▸ Page extract
+ + + +

Congress Needs To Build On Its Previous Half Win On Transparency In Next COVID Bill

Tucked into the massive COVID bill that Congress passed before Christmas was an important step forward for patients wanting more price transparency, that received almost no media attention. As debate begins again on another bill, Congress needs to build on that momentum and add additional price transparency for patients.

The first time around, most of the headline ink was spilled on the debate on fixing “surprise billing”—which happens, for example when an out-of-network anesthesiologist knocks a patient out for surgery, and bills the patient separately even though the patient is laying on a gurney at an in-network facility.

However, for most patients, every health care bill feels like a surprise these days. That is why three little-discussed price transparency provisions tucked into the Christmas COVID bill matter.

In a first of its kind, patients will now automatically receive an “advanced explanation of benefits” with an estimated cost of care ahead of receiving that care. Starting in 2022, once a patient schedules an appointment it will trigger a request to the patient’s insurer to send them this price information ahead of time.

The two most positive aspects of this new law are that patients will get an estimate automatically and that patients will be given the real price or the contracted rate. This is important, as about a quarter of patients avoid needed care due to not knowing the costs ahead of time, and second, patients can switch providers before it is too late since they are often paying most of the cost if they have a deductible.

Congress did miss an opportunity to make it clear that states can allow even more robust price transparency, and that should be made clear in the next COVID bill.

A second price transparency provision applies to providers and facilities. Starting in 2022 they will need to provide patients with an estimate of what they will be charged. Unfortunately, the word “charge” means something specific in health care but is largely useless to patients. The “charge” price is not what their insurance will pay for a procedure, not what they would be required to pay when using their insurance, and most often not even what a patient would pay if they were paying cash for the procedure.

Congress missed the mark on this one. The Biden administration should issue guidance that indicates that they will interpret “charge” in the same way as was used in new transparency regulations that are far more patient-friendly. This would require providers and health facilities to tell patients what they expect to be paid by an insurer, which would allow the patient to decide the best place to receive care.

Finally, the Christmas bill includes a requirement that health insurers maintain a price comparison tool to help patients be able to shop for care by seeing estimated out of pocket costs. This information is helpful to a patient, but is incomplete.

Research has shown that large hospital systems game the system that make care look less costly to patients upfront, but spike spending on the back end. This allows some systems to keep increasing prices, drives up total spending, and increases health premiums the next year.

+ + + +

▸ Study material
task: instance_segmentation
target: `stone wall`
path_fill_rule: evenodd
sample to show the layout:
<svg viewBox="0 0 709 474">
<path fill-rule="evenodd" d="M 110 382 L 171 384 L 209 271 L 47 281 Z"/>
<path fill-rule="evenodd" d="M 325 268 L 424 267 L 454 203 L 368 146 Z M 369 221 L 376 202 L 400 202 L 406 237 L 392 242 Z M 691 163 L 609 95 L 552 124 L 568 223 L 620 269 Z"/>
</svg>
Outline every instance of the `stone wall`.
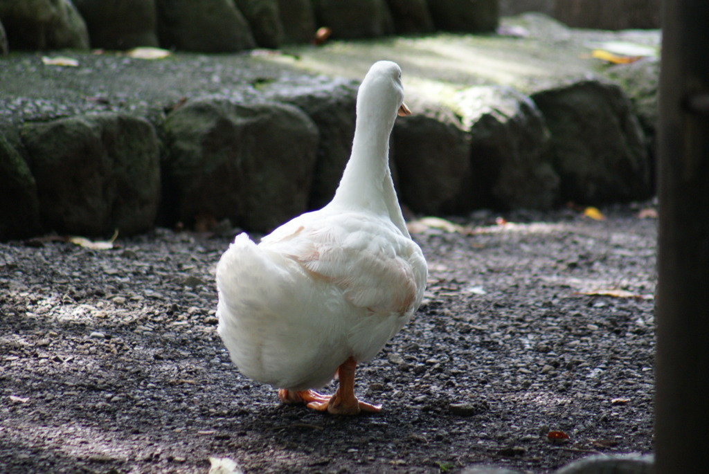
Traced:
<svg viewBox="0 0 709 474">
<path fill-rule="evenodd" d="M 493 31 L 498 0 L 0 0 L 0 54 L 139 46 L 233 52 L 435 30 Z M 208 31 L 209 34 L 204 34 Z"/>
<path fill-rule="evenodd" d="M 513 36 L 355 42 L 293 55 L 60 53 L 75 66 L 35 53 L 0 58 L 0 239 L 219 222 L 267 232 L 319 208 L 350 155 L 357 87 L 325 66 L 366 71 L 382 56 L 402 65 L 414 112 L 396 120 L 391 153 L 411 211 L 652 196 L 657 59 L 609 67 L 581 56 L 587 42 L 613 43 L 612 34 L 574 40 L 578 32 L 548 17 L 522 20 L 503 25 Z M 635 38 L 652 43 L 657 33 Z M 432 51 L 453 62 L 418 67 Z M 322 74 L 298 69 L 313 64 Z M 519 85 L 503 84 L 508 76 L 496 68 L 520 72 Z"/>
<path fill-rule="evenodd" d="M 527 11 L 542 13 L 576 28 L 660 27 L 660 0 L 500 0 L 501 15 Z"/>
</svg>

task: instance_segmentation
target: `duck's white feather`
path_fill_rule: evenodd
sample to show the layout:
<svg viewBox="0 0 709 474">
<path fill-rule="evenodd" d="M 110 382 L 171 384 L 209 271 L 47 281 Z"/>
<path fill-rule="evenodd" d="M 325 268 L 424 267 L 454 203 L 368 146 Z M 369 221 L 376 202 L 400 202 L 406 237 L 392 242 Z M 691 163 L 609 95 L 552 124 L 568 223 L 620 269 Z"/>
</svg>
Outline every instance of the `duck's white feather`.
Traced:
<svg viewBox="0 0 709 474">
<path fill-rule="evenodd" d="M 394 114 L 401 103 L 390 106 Z M 358 102 L 358 129 L 359 117 Z M 379 135 L 388 138 L 393 118 Z M 357 159 L 357 137 L 348 168 Z M 359 164 L 386 158 L 386 142 L 375 138 L 384 156 Z M 244 375 L 280 388 L 323 386 L 349 357 L 374 357 L 418 307 L 426 263 L 406 230 L 388 164 L 377 166 L 350 168 L 352 185 L 374 183 L 370 196 L 347 198 L 356 193 L 343 178 L 328 205 L 258 245 L 241 234 L 222 256 L 218 332 Z"/>
</svg>

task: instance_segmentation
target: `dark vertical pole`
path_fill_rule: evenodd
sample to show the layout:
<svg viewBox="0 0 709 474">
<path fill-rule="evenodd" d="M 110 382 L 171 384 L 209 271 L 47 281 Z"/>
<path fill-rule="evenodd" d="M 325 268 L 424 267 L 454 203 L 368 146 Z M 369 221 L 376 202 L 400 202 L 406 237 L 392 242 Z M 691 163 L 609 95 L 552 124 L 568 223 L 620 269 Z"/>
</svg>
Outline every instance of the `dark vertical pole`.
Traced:
<svg viewBox="0 0 709 474">
<path fill-rule="evenodd" d="M 709 472 L 709 2 L 664 0 L 657 474 Z"/>
</svg>

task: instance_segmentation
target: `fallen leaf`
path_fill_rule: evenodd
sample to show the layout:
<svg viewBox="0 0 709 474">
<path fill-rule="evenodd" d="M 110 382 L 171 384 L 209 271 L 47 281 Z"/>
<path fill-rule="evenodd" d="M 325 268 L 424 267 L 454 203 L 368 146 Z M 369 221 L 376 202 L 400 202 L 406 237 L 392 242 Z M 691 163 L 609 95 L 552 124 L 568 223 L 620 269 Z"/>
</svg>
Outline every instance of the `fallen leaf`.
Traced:
<svg viewBox="0 0 709 474">
<path fill-rule="evenodd" d="M 152 47 L 150 46 L 141 46 L 134 47 L 125 52 L 125 55 L 135 57 L 138 60 L 162 60 L 167 57 L 172 53 L 162 47 Z"/>
<path fill-rule="evenodd" d="M 604 50 L 593 50 L 591 57 L 613 64 L 629 64 L 642 59 L 642 56 L 621 56 Z"/>
<path fill-rule="evenodd" d="M 564 444 L 568 443 L 571 438 L 564 431 L 553 431 L 547 433 L 547 439 L 552 444 Z"/>
<path fill-rule="evenodd" d="M 605 216 L 598 210 L 598 208 L 588 207 L 584 210 L 584 215 L 593 220 L 605 220 Z"/>
<path fill-rule="evenodd" d="M 236 461 L 229 458 L 209 457 L 209 472 L 208 474 L 242 474 Z"/>
<path fill-rule="evenodd" d="M 627 405 L 630 402 L 630 398 L 614 398 L 610 400 L 610 405 Z"/>
<path fill-rule="evenodd" d="M 454 224 L 450 220 L 441 219 L 440 218 L 421 218 L 418 220 L 413 220 L 406 224 L 406 228 L 412 234 L 420 234 L 429 229 L 440 229 L 447 232 L 458 232 L 459 234 L 470 234 L 471 230 Z"/>
<path fill-rule="evenodd" d="M 327 26 L 318 28 L 318 30 L 315 32 L 315 37 L 313 38 L 313 44 L 318 46 L 322 45 L 332 34 L 333 29 Z"/>
<path fill-rule="evenodd" d="M 506 458 L 515 458 L 523 456 L 526 454 L 526 453 L 527 450 L 522 446 L 508 446 L 498 451 L 497 455 L 505 456 Z"/>
<path fill-rule="evenodd" d="M 591 444 L 597 449 L 605 449 L 617 446 L 618 442 L 615 439 L 591 439 Z"/>
<path fill-rule="evenodd" d="M 82 237 L 70 237 L 68 238 L 68 240 L 72 244 L 80 245 L 86 249 L 91 249 L 92 250 L 108 250 L 113 248 L 113 242 L 116 241 L 116 237 L 118 237 L 118 229 L 116 230 L 113 237 L 109 240 L 89 240 Z"/>
<path fill-rule="evenodd" d="M 586 44 L 591 50 L 605 51 L 618 56 L 630 57 L 657 57 L 658 48 L 630 41 L 601 41 Z"/>
<path fill-rule="evenodd" d="M 610 296 L 612 298 L 630 298 L 637 300 L 652 300 L 654 295 L 641 295 L 626 290 L 592 290 L 591 291 L 579 291 L 576 295 L 586 295 L 586 296 Z"/>
<path fill-rule="evenodd" d="M 79 66 L 78 61 L 65 56 L 55 56 L 54 57 L 43 56 L 42 62 L 48 66 L 67 66 L 69 67 L 77 67 Z"/>
<path fill-rule="evenodd" d="M 657 213 L 657 210 L 652 208 L 647 208 L 647 209 L 643 209 L 637 213 L 637 217 L 640 219 L 657 219 L 659 217 Z"/>
</svg>

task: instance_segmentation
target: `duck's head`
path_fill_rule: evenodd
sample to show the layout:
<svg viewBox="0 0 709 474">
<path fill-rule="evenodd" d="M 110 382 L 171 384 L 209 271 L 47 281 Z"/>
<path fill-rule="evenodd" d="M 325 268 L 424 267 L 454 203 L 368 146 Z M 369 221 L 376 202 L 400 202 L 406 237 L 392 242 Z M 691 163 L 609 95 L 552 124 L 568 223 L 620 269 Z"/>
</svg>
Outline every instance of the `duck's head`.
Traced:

+ + + +

▸ Task item
Translate into Spanish this sentence from the article on health care price transparency: "In a first of its kind, patients will now automatically receive an 'advanced explanation of benefits' with an estimated cost of care ahead of receiving that care."

▸ Exercise solution
En una medida sin precedentes, los pacientes recibirán ahora automáticamente una «explicación anticipada de beneficios» con un costo estimado de la atención antes de recibir dicha atención.